▸ **Your goal**: Print the entries exactly as given.

Data supplied START

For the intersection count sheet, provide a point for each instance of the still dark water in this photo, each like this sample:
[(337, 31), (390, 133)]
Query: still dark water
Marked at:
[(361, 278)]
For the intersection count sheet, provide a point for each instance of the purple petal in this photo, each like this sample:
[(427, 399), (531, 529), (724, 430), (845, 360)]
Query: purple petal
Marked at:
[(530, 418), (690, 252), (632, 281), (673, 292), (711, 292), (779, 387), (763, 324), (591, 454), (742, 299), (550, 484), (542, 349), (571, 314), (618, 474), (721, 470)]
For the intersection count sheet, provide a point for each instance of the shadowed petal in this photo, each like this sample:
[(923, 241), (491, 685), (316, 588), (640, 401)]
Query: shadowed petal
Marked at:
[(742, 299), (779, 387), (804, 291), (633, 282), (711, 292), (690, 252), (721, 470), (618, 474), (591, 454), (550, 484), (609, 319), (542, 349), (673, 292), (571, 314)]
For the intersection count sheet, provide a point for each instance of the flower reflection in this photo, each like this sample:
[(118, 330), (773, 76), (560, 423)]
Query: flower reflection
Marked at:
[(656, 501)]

Data supplied END

▸ **Written reply**:
For the intersection count sheet, provide a point for each instance of the still dark water in this photo, each like this sample:
[(337, 31), (390, 133)]
Query: still dark water
Marked at:
[(361, 278)]
For the intersection count sheet, provide a point for each instance of the purple petal in this photo, each like this sample:
[(427, 399), (531, 529), (724, 430), (845, 360)]
Query: purple petal
Marked at:
[(530, 418), (690, 252), (632, 281), (673, 292), (711, 292), (779, 387), (763, 324), (591, 454), (742, 299), (550, 484), (542, 349), (571, 314), (618, 474), (721, 470)]
For the intersection count sheet, provide a point for each instance of the shadowed petal in this photo, each like this sample:
[(923, 241), (491, 685), (316, 588), (640, 401)]
Query: shadowed petal
Marked at:
[(742, 299), (779, 387), (804, 291), (633, 282), (711, 292), (690, 252), (721, 470), (618, 474), (591, 454), (550, 484), (609, 319), (542, 349), (673, 292), (571, 314)]
For the intersection count sheet, provide a point for each instance of the flower reflection in this photo, each like this sample:
[(118, 330), (773, 76), (560, 423)]
Query: flower reflection
Marked at:
[(656, 501)]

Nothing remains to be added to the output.